▶ Task objective
Gather every line in the rows below that contains the string "evenodd", and copy each such line in full.

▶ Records
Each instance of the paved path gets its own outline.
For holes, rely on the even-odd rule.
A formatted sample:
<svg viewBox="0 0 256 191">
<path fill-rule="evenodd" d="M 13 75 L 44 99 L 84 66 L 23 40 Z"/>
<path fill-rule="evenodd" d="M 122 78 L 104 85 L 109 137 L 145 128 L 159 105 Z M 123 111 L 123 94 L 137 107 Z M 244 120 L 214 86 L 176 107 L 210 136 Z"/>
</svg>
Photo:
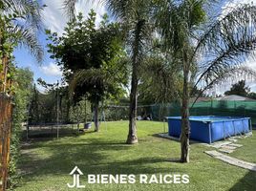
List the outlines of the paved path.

▶ Result of this task
<path fill-rule="evenodd" d="M 13 75 L 44 99 L 84 66 L 23 40 Z"/>
<path fill-rule="evenodd" d="M 122 78 L 104 85 L 109 137 L 145 128 L 159 105 Z M 123 111 L 123 94 L 137 107 Z M 244 120 L 214 86 L 176 107 L 210 136 Z"/>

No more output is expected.